Record excerpts:

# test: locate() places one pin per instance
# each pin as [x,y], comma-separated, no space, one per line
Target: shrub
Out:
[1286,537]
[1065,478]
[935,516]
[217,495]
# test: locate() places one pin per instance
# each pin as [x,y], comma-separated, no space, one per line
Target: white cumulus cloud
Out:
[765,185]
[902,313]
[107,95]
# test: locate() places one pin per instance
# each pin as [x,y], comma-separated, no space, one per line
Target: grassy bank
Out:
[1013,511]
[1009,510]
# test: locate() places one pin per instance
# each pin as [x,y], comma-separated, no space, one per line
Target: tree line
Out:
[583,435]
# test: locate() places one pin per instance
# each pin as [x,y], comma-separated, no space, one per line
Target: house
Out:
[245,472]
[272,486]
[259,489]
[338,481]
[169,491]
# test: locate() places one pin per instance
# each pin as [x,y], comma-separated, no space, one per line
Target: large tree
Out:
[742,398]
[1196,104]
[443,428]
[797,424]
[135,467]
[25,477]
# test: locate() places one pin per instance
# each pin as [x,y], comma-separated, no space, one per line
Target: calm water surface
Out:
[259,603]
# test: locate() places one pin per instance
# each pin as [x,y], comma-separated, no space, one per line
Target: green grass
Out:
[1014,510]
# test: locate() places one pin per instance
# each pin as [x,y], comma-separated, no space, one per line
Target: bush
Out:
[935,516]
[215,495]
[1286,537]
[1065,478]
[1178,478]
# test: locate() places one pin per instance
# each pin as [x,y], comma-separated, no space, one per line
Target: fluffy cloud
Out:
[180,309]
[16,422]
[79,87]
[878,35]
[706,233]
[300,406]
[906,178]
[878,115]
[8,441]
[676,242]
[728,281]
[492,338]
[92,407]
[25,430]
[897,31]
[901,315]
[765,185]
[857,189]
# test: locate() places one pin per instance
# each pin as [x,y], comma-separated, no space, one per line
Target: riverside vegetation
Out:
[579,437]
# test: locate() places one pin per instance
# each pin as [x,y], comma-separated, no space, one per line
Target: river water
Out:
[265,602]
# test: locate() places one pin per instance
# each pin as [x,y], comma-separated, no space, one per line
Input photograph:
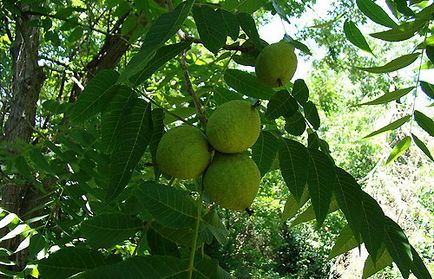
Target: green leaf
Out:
[163,55]
[372,227]
[162,30]
[356,37]
[95,96]
[136,135]
[223,95]
[424,122]
[320,181]
[422,146]
[208,22]
[418,267]
[375,13]
[295,124]
[69,261]
[400,33]
[309,213]
[264,151]
[247,84]
[213,224]
[300,91]
[140,267]
[281,104]
[248,25]
[398,246]
[428,88]
[107,230]
[157,133]
[399,149]
[292,205]
[345,242]
[169,206]
[113,119]
[294,162]
[392,126]
[371,267]
[311,114]
[390,96]
[230,23]
[394,65]
[40,161]
[24,169]
[349,194]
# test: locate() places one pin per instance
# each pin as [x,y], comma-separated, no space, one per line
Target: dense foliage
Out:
[88,88]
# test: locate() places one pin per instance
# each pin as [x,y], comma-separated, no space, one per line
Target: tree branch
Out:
[190,90]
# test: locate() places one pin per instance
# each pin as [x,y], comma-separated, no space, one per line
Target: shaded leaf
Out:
[422,146]
[424,122]
[162,30]
[418,267]
[375,13]
[223,95]
[349,194]
[69,261]
[264,151]
[248,25]
[372,225]
[399,149]
[311,114]
[371,267]
[230,22]
[294,162]
[281,104]
[136,135]
[247,84]
[300,91]
[95,96]
[295,124]
[427,88]
[356,37]
[139,267]
[345,242]
[398,246]
[208,22]
[400,33]
[106,230]
[392,126]
[320,180]
[171,207]
[394,65]
[390,96]
[162,56]
[113,119]
[292,205]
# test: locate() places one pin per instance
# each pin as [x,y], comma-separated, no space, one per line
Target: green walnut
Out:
[276,64]
[232,181]
[233,127]
[183,152]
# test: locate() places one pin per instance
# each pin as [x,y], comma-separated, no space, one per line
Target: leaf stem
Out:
[194,242]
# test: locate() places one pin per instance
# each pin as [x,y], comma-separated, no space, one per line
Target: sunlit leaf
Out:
[390,96]
[392,126]
[375,13]
[394,65]
[356,37]
[424,122]
[320,180]
[399,149]
[294,162]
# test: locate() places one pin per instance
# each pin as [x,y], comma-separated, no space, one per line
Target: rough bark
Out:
[27,82]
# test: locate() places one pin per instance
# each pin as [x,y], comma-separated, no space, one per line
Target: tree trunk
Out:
[27,82]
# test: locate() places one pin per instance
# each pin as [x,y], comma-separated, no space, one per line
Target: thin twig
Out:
[190,90]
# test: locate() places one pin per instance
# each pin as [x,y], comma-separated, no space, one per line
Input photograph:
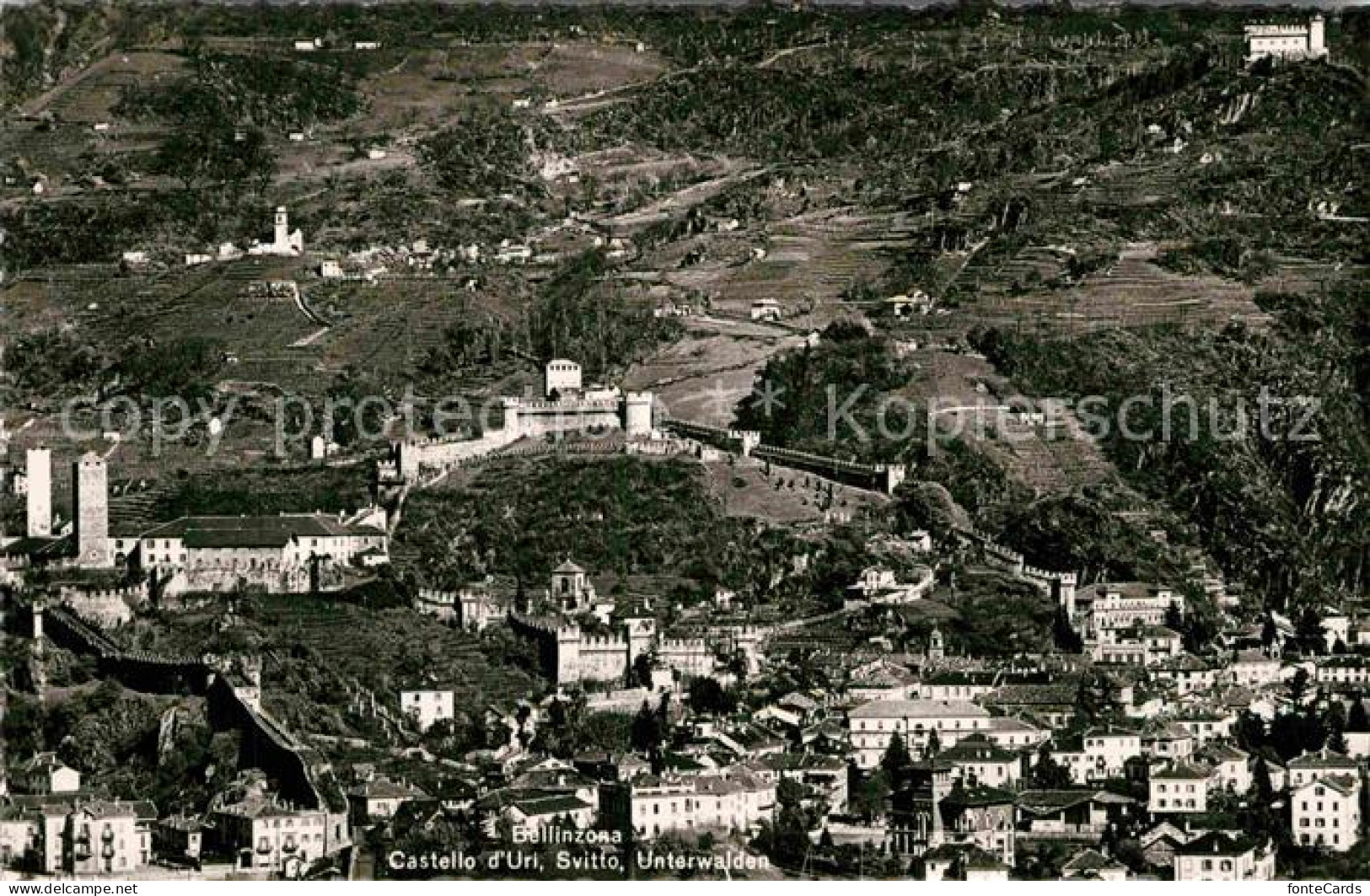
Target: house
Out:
[825,777]
[1220,856]
[1343,670]
[179,839]
[728,801]
[1013,733]
[1139,646]
[931,808]
[980,760]
[1168,742]
[427,707]
[874,724]
[1287,41]
[265,834]
[379,799]
[955,862]
[1106,751]
[18,836]
[1322,764]
[1325,813]
[1161,843]
[1231,768]
[1187,674]
[284,552]
[1070,812]
[44,773]
[1051,703]
[878,585]
[766,310]
[94,836]
[1205,725]
[1179,788]
[1254,668]
[1092,865]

Short task: Give only the number of lines in the material above that contain the string "green", counting case as significant.

Written response: 3